Прагмемы резко отличаются от слов первых двух классов. Слова первого класса обладают только предметным значением и могут выступать в качестве субъекта суждения. Здесь референт и смысл — указание на предмет и информация о нем — слиты воедино, в одно значение. Слова второго класса вообще не указывают на предмет, их смысл исчерпывается оценкой, и обычно они используются только в качестве предикатов. Лишь соединение слов этих двух классов способно породить суждение: «Дом — удобный», «Поступок — нравственный», «Лекарство — полезное». А вот в прагмеме предметное значение соединяется, сплавляется с оценкой — это одновременно и указание на объект, и информация о нем, и выражение отношения к нему. Поэтому прагмему можно рассматривать как «свернутое», сжатое в одно слово суждение. Обозначить какой‑то поступок словом «произвол» — значит одновременно охарактеризовать его как незаконный, несанкционированный, своевольный. Здесь в одном слове содержится и подлежащее, и сказуемое.
Смысл слов с обычным предметным значением в значительной мере зависит от контекста употребления. Например, взглянув на ряд предложений: «Эта комната свободна», «Наконец‑то я свободна!», «Сэр, это свободная страна!» — мы замечаем, как варьируется смысловое наполнение слова «свободна». Но прагмема, будучи «свернутым» предложением, оказывается в значительной мере независимой от контекста, более того, она сама задает свой контекст. Вот два предложения: «Опытный политик сумел заключить соглашение с предводителем повстанцев» и «Матерый политикан вступил в сговор с главарем бандитской шайки». Как только на место слова «политик» мы поставили прагмему «политикан», мы вынуждены соответствующим образом подбирать другие слова: вместо «опытный» — «матерый», вместо «соглашения» — «сговор» и т.д. Прагмема сама задает свой контекст. Поэтому как только мы прибегли к использованию прагмемы, так сразу же придали своему тексту или своей речи определенную — хвалебную, уничижительную, восторженную или оскорбительную — окраску, которая диктует нам подбор дальнейшей лексики. Скажем, ясно, что слова «содружество», «прогрессивный», «свободолюбие», «благотворный» не могут входить в оценочно‑отрицательный контекст, а слова «сговор», «мракобесие», «тоталитаризм», «лизоблюдство» — в оценочно‑положительный.

### ИСХОДНЫЕ ДАННЫЕ
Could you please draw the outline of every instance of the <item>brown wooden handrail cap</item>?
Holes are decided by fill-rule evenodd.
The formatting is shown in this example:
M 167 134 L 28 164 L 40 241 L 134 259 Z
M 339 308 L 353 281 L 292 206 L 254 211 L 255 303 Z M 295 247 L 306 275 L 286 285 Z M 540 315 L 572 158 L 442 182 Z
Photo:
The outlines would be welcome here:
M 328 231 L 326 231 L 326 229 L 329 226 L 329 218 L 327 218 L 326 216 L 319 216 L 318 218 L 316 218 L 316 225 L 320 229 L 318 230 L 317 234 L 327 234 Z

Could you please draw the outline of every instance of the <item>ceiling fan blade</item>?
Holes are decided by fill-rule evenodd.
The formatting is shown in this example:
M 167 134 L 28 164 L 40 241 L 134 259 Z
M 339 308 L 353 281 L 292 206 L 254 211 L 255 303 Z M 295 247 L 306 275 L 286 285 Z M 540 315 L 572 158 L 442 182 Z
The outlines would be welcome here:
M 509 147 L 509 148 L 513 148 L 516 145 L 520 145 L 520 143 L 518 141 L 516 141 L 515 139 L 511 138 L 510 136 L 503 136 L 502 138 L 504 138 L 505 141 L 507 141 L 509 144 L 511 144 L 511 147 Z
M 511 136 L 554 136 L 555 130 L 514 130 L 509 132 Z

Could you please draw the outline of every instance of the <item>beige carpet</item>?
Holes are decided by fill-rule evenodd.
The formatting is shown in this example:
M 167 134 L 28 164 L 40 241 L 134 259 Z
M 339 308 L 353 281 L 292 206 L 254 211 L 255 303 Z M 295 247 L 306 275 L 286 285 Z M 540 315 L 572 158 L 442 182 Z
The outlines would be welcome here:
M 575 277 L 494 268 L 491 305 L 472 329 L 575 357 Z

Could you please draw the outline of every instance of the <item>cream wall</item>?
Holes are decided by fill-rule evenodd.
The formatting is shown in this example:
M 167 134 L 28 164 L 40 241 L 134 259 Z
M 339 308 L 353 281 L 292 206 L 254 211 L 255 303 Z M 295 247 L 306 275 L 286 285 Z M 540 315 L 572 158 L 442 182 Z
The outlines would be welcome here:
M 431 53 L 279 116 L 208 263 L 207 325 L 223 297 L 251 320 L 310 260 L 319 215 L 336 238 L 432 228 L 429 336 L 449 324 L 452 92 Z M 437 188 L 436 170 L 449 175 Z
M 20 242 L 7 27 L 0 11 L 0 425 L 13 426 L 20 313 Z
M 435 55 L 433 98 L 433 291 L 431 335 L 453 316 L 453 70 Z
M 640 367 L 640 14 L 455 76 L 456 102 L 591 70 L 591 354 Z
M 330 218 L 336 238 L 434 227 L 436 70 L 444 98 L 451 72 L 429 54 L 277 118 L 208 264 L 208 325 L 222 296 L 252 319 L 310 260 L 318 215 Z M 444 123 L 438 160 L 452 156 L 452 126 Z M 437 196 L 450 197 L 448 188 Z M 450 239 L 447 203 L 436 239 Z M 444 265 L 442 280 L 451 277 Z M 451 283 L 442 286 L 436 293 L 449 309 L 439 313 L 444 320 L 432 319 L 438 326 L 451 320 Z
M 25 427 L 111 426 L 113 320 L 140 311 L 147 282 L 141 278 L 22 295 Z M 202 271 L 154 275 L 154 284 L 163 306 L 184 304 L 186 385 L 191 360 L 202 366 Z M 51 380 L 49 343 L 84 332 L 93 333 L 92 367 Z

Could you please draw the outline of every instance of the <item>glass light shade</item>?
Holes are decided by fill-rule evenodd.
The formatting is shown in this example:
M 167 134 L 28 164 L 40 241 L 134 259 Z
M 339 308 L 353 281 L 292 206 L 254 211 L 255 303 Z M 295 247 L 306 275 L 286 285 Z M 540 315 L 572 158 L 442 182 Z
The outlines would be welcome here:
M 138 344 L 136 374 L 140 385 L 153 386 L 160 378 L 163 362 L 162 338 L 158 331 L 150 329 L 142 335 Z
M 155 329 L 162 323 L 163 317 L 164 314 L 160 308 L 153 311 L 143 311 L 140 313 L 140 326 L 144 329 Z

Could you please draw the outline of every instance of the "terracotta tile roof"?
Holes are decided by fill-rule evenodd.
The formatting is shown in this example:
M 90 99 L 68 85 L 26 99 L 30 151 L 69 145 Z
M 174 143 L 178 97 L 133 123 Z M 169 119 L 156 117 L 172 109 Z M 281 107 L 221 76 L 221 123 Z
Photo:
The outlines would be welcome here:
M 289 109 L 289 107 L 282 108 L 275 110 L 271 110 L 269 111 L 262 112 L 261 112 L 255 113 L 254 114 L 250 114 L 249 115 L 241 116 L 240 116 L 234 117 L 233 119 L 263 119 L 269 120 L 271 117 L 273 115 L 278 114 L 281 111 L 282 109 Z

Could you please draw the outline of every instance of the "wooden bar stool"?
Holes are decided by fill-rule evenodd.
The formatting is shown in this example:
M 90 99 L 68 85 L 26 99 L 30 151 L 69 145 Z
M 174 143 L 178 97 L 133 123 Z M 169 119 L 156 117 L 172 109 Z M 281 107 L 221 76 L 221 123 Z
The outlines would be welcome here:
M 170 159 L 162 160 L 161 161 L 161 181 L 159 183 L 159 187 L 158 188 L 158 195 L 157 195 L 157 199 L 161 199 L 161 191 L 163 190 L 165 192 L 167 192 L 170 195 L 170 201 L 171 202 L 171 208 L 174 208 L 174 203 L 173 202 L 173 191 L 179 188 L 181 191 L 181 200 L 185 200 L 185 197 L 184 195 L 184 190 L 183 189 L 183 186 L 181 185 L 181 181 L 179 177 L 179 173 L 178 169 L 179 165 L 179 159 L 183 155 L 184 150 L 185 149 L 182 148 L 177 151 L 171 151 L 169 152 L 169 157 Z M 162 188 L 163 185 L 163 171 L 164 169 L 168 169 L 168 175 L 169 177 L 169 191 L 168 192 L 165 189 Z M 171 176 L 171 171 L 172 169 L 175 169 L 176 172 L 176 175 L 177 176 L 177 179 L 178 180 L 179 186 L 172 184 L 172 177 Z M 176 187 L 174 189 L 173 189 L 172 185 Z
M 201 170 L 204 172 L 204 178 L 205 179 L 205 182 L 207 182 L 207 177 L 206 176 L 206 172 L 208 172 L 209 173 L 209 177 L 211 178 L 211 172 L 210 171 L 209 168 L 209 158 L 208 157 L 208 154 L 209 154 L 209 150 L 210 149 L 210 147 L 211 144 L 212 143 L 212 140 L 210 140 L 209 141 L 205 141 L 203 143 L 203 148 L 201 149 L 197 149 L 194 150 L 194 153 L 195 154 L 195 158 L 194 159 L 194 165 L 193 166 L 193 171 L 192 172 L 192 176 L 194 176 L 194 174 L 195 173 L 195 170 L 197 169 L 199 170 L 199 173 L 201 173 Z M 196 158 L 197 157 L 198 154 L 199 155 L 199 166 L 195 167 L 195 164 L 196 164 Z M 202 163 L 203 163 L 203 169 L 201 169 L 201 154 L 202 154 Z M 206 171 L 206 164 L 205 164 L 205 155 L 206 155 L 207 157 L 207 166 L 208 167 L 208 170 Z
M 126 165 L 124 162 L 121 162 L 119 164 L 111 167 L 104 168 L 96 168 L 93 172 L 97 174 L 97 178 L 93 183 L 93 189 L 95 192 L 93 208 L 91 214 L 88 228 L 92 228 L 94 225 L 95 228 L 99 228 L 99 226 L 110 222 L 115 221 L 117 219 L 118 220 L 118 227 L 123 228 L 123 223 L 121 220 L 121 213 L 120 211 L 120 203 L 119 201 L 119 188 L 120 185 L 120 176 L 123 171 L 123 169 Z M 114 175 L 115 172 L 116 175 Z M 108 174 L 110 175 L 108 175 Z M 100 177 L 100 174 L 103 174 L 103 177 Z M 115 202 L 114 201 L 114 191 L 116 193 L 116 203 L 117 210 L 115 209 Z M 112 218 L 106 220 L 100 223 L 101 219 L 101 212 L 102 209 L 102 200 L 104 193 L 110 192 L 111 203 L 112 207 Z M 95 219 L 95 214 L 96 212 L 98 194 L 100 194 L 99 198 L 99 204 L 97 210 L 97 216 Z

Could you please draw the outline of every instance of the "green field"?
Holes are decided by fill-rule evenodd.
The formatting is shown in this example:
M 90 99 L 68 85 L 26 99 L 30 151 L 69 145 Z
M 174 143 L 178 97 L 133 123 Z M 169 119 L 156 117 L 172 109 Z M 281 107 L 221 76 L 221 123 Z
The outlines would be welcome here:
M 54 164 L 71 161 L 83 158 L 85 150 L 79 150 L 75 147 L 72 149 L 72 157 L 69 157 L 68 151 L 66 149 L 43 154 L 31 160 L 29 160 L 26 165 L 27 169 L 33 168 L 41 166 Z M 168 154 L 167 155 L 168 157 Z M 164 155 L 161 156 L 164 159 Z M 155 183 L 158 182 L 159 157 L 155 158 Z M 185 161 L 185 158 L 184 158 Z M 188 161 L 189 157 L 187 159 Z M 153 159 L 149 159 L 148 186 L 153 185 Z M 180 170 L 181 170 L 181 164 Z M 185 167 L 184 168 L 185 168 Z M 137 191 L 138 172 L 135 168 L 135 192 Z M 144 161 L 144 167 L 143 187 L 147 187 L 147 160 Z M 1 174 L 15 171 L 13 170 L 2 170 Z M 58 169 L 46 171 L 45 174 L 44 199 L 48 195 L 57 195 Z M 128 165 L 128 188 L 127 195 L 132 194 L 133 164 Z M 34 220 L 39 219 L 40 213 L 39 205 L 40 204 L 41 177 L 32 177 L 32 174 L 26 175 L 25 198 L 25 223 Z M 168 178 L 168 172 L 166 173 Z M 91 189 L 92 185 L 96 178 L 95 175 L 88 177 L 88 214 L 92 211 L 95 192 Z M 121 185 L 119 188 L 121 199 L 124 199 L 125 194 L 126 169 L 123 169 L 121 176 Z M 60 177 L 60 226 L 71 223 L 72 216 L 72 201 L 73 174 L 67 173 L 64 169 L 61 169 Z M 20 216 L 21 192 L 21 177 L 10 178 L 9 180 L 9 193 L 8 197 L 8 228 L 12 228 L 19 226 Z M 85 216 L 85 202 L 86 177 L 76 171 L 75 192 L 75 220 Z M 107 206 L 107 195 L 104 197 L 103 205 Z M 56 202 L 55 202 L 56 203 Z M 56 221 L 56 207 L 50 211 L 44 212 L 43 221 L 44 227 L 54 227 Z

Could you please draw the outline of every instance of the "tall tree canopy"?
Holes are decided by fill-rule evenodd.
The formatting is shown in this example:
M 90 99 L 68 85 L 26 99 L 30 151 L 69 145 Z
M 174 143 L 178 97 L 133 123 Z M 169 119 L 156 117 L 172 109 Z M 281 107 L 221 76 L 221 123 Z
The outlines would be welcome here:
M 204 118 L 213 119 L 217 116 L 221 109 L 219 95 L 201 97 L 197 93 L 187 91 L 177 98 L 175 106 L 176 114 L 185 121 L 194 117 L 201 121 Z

### ЗАДАНИЯ
1) Соответствуют ли тексту о прагмемах утверждения (а), (б) и (в)? Ответьте на каждое «да» или «нет» и приведите точную цитату из текста, на которой основан ответ. (а) Слова второго класса указывают на предмет. (б) Прагмема сама задает свой контекст. (в) Слово «сговор» может входить в оценочно-положительный контекст.
2) Напишите продолжение текста о прагмемах, начиная сразу после его последнего предложения.

### ОТВЕТЫ
1)
(а) Нет: «Слова второго класса вообще не указывают на предмет, их смысл исчерпывается оценкой».
(б) Да: «Прагмема сама задает свой контекст».
(в) Нет: «а слова «сговор», «мракобесие», «тоталитаризм», «лизоблюдство» — в оценочно‑положительный».

2)
Когда выше мы говорили о семантических полях, то отмечали, что слова, принадлежащие одному семантическому полю, связаны несколькими отношениями: синонимии или квазисинонимии, родовидовыми отношениями, отношениями несовместимости или антонимии, наконец, отношением конверсии. Все эти отношения связывают и прагмемы, образуя особые экспрессивно‑оценочные семантические поля. Возьмем для простоты лишь отношения синонимии и антонимии, поскольку все семантические отношения здесь удваиваются. Прагмема, как мы помним, обладает двойным — оценочно‑предметным — значением, поэтому на место двух отношений синонимии и антонимии встают отношения четырех типов.
1. Предметная синонимия (совпадение или близость предметных значений) при оценочной антонимии. Две прагмемы указывают на тождественные (или сходные) объекты или явления, но оценивают их противоположным (или резко различным) образом, например: «свобода — вседозволенность», «патриотизм — национализм», «размежевание — раскол», «миролюбие — примиренчество». Слова «миролюбие» и «примиренчество» имеют приблизительно одно и то же предметное значение: склонность к миру, стремление установить мир, прекратить раздоры, ссоры. Однако оценочные коннотации этих слов прямо противоположны: миролюбие оценивается позитивно, а примиренчество — негативно. Такое отношение между словами называют «конверсией», а находящиеся в таком отношении слова — «конверсивами».
Широкая распространенность в языке конверсных отношений свидетельствует о том, что в речевом общении важным и конструктивным оказывается не только предметное значение слов, но и оценочный компонент, включенный в их смысл. Нам в разговоре часто не просто хочется сообщить собеседнику какую‑то информацию, не только указать на какие‑то объекты или положения дел, но и выразить определенное оценочное отношение к этим объектам и ситуациям. Тогда вместо нейтрального слова мы используем прагмему. Это проявляется в существовании в языке таких пар слов, как: оптимизм — прекраснодушие, собрание — сборище, воин — вояка, усилия — потуги, соревнование — конкуренция, деловитость — делячество и т.п. Для громадного числа слов, обладающих чисто предметным значением, язык находит синонимы с явным оценочным оттенком: лошадь — лошаденка, дом — домишко, лачуга, особняк. Возможно, в языке вообще нет слов, для которых мы не смогли бы найти синонимов, включающих в себя то или иное оценочное отношение.
2. Предметная антонимия, оценочная синонимия. Это отношение противоположно конверсии: слова обладают противоположными предметными значениями, но оцениваются одинаково — положительно или отрицательно: интернационализм — патриотизм, новаторство — преемственность, объективизм — субъективизм, обелять — очернять. Слова «миролюбие» и «непримиримость» являются антонимами в плане предметного значения (стремление к миру — отказ от мира), однако оба несут в себе позитивную оценку. Это — коррелятивная связь, а соответствующие словесные пары называют коррелятивами. Они часто используются в качестве однородных членов предложения как дополняющие друг друга характеристики одного и того же явления, например: «Необходимо усилить работу по интернациональному и патриотическому воспитанию молодежи», «Как новаторство, так и традиция составляют незыблемую основу искусства». Если благодаря конверсии одно и то же явление может оцениваться противоположным образом, то благодаря корреляции противоположные явления получают одинаковую оценку.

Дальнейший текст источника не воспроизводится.